**WRITTEN REQUEST:**
Please rewrite the part of the items that opens with the line containing "the small brown" and closes with the line containing "column 151, row 55", putting "occurrence" wherever "instance" appears and keeping everything else unchanged.

**Labeled point records:**
• • • • •

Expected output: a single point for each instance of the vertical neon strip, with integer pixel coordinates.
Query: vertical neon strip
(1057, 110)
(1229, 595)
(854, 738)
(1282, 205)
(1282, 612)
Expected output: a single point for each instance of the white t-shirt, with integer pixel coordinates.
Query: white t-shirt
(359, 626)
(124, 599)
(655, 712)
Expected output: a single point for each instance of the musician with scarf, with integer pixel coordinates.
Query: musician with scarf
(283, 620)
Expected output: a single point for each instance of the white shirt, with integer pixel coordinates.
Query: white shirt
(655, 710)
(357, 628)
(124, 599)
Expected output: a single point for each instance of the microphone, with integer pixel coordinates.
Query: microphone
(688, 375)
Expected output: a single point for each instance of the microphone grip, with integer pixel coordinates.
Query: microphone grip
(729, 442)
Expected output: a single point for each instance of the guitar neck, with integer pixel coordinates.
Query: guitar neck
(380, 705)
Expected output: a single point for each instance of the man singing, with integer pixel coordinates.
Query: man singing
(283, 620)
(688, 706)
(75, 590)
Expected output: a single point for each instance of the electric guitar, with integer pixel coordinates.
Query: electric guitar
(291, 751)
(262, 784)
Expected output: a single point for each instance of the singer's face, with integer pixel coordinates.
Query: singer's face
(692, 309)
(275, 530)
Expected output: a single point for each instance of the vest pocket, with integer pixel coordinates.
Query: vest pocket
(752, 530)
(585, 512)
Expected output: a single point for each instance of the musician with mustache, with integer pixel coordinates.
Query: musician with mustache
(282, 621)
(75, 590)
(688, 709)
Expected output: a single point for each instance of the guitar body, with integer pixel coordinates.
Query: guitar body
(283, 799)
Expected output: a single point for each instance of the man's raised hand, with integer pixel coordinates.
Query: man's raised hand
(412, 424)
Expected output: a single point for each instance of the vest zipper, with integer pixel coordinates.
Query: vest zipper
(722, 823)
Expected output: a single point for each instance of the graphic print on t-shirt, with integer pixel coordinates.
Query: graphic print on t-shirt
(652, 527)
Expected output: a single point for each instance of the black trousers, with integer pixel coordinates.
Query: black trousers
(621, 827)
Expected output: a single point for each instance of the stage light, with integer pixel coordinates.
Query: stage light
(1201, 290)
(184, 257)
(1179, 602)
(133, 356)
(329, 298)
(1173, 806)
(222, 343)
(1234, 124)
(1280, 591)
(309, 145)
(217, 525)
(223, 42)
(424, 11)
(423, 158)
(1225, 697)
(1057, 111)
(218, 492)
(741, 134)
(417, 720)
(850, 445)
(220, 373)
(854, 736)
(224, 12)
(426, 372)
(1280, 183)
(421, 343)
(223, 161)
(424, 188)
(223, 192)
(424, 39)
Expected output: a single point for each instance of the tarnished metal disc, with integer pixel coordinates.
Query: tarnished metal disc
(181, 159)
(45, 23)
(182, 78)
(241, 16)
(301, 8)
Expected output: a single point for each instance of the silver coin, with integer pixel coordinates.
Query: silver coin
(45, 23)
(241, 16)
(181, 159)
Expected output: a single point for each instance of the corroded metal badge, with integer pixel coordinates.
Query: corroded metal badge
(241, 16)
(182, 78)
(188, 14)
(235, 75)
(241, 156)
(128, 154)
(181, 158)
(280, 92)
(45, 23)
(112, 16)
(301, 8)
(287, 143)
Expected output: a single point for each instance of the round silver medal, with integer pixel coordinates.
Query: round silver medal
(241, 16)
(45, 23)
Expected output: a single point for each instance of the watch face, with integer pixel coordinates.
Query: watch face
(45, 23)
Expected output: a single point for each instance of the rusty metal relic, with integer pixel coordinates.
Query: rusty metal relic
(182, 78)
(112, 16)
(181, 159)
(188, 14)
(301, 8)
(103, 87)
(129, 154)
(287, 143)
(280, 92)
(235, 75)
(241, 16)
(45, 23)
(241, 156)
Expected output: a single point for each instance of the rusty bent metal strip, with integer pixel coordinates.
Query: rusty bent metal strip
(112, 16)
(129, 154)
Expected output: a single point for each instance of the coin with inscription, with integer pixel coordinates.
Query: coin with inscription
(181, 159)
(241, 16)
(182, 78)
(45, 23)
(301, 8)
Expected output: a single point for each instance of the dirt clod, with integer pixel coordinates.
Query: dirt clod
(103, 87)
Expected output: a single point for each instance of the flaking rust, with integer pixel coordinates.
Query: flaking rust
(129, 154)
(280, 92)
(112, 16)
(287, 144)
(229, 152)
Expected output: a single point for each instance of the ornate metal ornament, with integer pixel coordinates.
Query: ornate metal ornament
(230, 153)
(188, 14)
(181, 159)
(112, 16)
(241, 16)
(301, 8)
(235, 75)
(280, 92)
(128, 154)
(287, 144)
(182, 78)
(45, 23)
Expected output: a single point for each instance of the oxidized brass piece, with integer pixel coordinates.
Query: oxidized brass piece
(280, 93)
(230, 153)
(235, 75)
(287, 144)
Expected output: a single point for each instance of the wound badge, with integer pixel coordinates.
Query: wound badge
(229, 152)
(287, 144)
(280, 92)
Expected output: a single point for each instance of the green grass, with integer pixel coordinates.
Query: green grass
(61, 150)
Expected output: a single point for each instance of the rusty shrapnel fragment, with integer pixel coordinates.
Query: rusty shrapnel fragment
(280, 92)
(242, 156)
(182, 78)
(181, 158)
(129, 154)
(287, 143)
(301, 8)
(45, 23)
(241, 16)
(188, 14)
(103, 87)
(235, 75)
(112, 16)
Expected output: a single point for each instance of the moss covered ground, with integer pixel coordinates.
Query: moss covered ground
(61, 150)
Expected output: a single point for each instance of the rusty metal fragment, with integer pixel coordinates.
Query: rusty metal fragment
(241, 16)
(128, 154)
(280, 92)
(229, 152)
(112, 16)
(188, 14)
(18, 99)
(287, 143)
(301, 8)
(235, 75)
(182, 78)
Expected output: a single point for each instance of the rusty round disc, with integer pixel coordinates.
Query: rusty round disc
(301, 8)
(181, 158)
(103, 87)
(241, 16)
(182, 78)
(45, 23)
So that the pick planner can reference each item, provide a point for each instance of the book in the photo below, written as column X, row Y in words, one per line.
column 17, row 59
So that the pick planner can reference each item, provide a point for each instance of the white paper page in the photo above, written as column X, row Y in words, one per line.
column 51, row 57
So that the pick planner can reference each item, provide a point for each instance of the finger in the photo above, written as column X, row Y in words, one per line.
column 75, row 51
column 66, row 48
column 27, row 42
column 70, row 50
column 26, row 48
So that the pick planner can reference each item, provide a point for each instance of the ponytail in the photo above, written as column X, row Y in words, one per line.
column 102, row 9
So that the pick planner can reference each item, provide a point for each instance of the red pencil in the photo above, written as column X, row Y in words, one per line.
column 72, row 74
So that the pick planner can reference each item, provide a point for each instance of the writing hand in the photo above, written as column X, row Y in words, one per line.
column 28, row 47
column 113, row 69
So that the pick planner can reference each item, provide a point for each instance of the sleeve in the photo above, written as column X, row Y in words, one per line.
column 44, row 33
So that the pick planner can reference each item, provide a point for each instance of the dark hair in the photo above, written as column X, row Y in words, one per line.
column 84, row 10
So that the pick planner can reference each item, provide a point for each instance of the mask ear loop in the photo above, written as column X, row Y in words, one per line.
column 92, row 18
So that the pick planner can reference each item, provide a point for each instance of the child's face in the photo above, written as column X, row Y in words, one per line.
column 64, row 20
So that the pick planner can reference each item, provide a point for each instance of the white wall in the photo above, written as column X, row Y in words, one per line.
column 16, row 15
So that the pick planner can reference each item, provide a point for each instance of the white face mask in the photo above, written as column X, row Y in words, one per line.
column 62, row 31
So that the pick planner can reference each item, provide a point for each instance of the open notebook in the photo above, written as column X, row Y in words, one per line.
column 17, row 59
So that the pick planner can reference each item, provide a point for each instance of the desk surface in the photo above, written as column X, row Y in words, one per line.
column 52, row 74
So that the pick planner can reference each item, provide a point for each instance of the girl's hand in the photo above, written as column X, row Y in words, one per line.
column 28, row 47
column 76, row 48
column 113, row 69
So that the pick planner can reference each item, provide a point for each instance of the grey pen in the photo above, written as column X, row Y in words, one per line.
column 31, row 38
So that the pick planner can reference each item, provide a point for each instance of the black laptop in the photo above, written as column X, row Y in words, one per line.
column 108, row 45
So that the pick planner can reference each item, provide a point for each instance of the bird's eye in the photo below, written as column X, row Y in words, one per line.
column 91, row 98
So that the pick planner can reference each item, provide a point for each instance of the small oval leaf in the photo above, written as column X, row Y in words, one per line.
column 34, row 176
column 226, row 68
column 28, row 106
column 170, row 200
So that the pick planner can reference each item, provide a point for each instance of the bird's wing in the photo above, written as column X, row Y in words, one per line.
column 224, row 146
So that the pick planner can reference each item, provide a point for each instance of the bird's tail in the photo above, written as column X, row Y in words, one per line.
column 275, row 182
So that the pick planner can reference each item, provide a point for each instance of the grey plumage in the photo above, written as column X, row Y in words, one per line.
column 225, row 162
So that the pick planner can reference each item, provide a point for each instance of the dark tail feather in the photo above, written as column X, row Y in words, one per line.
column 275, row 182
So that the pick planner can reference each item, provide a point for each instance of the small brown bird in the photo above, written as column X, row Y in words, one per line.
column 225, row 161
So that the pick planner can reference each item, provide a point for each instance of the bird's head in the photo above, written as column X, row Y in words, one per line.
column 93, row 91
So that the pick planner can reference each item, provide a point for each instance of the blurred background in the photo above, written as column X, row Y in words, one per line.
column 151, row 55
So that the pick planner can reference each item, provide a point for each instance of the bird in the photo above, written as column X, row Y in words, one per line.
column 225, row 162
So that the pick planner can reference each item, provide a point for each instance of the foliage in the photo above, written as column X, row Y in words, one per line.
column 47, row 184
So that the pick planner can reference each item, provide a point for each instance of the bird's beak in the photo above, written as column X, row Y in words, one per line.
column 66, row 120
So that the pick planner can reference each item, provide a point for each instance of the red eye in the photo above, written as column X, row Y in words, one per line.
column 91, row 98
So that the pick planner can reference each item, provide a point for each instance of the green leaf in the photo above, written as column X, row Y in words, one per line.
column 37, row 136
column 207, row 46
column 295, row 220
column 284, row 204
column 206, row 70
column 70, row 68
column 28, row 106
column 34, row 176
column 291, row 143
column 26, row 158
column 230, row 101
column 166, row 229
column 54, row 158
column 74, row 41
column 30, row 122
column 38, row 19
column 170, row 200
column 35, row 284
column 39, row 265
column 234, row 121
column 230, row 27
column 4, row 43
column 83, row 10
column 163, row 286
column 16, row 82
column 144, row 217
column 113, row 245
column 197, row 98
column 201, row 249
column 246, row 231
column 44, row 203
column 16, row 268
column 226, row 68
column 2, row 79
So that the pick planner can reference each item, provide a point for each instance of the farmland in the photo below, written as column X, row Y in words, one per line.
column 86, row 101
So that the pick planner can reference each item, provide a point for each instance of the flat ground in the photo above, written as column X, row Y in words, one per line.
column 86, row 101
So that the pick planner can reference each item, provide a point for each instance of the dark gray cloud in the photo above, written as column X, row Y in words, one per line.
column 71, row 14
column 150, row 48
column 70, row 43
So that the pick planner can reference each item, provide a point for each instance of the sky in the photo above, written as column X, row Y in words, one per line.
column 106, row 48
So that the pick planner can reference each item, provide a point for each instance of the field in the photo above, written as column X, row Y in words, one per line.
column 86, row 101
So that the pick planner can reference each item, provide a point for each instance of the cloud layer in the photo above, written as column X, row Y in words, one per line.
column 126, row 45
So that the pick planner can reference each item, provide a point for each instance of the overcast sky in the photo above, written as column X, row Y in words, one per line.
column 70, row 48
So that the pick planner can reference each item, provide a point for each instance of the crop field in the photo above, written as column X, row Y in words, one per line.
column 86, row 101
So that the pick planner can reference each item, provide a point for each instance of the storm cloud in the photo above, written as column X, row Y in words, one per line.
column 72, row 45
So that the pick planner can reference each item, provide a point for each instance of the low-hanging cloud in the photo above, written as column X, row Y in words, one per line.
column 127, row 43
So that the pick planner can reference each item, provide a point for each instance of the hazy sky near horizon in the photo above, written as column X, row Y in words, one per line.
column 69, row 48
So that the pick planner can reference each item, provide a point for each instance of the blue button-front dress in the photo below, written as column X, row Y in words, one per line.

• • • • •

**EXERCISE RESPONSE:**
So that the pick planner can reference each item, provide a point for each occurrence of the small brown bird in the photo above, written as column X, row Y in words, one per line.
column 225, row 161
So that the pick planner can reference each item, provide a point for each occurrence of the bird's head in the photo above, written as column X, row Y in words, one per line.
column 93, row 91
So that the pick planner can reference each item, provide a point for each occurrence of the blurred background in the photo above, written as column X, row Y in words, one per line.
column 151, row 55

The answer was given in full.